Patching new information into the document during search


(Michel Conrad) #1

Hi,
I want to rank results in elasticsearch according to an external source.
Therefore I want during the scoring of the results do some processing
for the matched ids in order to rank them.
What I also want to do is to patch the result of my calculations into
the document.

My idea was to use a native SearchScript. From my understanding the
script is called once for every result.
So my question is twofold:

  1. Is it possible to access the whole resultset at once before the
    SearchScript is called in order to bundle the
    custom processing of the results? Another idea is that the results
    will iterate twice over the SearchScript, in a
    way that I could process the results during the first iteration and
    deliver my result in the second one.

  2. When extending AbstractFloatSearchScript, what is the correct way
    to patch new content into the doc to
    be returned? (or do I have to use another way).

The processing itself should be quick, but I need to perform it in a
bulk operation (per shard should not be a problem),
so I would need a way to access the resultset in advance. Currently I
don't know exactly were to start looking for,
so could someone please point me in the right direction?

Thanks,
Michel


(Shay Banon) #2

The scripts only work one document at a time, there is no way to look at
the whole result set (as it has not been gathered yet, and basides, only
the top N are kept around while search is being executed).

Not sure I understand why you mean by patch the content? You mean change
the hits returned?

On Wed, Dec 21, 2011 at 7:12 PM, Michel Conrad <
michel.conrad@trendiction.com> wrote:

Hi,
I want to rank results in elasticsearch according to an external source.
Therefore I want during the scoring of the results do some processing
for the matched ids in order to rank them.
What I also want to do is to patch the result of my calculations into
the document.

My idea was to use a native SearchScript. From my understanding the
script is called once for every result.
So my question is twofold:

  1. Is it possible to access the whole resultset at once before the
    SearchScript is called in order to bundle the
    custom processing of the results? Another idea is that the results
    will iterate twice over the SearchScript, in a
    way that I could process the results during the first iteration and
    deliver my result in the second one.

  2. When extending AbstractFloatSearchScript, what is the correct way
    to patch new content into the doc to
    be returned? (or do I have to use another way).

The processing itself should be quick, but I need to perform it in a
bulk operation (per shard should not be a problem),
so I would need a way to access the resultset in advance. Currently I
don't know exactly were to start looking for,
so could someone please point me in the right direction?

Instruction A.
Transcribe the Elasticsearch thread from "The scripts only" up to and including "the hits returned?".
Instruction B.
Please answer these questions on the Elasticsearch thread.
(i) Per what unit does Michel say the bulk operation should not be a problem?
(ii) Which class does Michel ask about extending?
(iii) According to the reply, which results are kept around while search is being executed?
The records that follow come from a separate source.

Record excerpts.
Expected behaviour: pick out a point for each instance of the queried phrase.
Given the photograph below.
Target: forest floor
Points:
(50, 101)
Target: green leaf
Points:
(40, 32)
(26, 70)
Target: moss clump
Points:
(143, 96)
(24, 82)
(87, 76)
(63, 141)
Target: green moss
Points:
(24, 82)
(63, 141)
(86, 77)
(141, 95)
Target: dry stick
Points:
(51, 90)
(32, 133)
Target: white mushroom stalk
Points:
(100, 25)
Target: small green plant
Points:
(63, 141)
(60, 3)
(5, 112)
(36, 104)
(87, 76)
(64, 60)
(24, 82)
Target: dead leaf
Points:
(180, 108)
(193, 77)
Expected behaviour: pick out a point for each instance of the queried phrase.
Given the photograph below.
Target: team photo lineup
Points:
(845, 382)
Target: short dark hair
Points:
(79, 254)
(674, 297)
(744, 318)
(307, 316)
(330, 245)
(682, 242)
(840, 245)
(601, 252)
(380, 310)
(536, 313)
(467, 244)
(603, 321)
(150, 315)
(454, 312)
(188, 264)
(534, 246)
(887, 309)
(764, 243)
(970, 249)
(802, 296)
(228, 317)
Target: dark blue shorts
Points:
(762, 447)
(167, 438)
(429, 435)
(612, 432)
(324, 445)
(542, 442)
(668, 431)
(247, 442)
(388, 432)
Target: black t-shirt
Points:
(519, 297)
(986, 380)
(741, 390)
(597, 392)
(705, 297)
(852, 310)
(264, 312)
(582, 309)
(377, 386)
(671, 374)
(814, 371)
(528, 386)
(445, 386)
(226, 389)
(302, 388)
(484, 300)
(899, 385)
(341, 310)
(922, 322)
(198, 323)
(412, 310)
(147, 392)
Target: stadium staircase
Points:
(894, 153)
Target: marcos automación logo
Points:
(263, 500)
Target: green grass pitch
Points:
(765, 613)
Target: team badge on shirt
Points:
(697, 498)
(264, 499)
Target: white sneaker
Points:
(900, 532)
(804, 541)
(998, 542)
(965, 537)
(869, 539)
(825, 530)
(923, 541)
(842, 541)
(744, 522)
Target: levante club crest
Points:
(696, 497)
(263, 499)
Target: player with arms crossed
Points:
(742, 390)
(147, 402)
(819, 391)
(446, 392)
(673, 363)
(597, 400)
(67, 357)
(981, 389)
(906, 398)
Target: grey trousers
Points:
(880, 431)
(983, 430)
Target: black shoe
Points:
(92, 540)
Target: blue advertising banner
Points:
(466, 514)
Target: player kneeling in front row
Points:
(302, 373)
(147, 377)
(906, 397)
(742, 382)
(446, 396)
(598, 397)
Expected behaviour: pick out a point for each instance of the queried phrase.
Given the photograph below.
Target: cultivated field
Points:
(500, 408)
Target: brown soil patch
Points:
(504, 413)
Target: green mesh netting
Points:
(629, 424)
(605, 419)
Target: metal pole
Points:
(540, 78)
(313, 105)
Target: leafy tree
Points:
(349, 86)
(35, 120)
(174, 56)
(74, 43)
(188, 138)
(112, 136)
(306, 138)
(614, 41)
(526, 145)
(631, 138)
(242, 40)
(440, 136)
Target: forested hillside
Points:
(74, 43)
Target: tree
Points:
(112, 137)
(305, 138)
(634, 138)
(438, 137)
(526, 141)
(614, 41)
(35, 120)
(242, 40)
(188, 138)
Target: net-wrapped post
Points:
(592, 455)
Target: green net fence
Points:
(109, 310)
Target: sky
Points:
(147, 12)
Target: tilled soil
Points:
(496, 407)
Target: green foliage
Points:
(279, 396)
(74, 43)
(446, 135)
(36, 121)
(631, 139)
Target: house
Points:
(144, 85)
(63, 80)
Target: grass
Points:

Response A.
The scripts only work one document at a time, there is no way to look at
the whole result set (as it has not been gathered yet, and basides, only
the top N are kept around while search is being executed).

Not sure I understand why you mean by patch the content? You mean change
the hits returned?

Response B.
(i) Per shard.
(ii) AbstractFloatSearchScript.
(iii) Only the top N.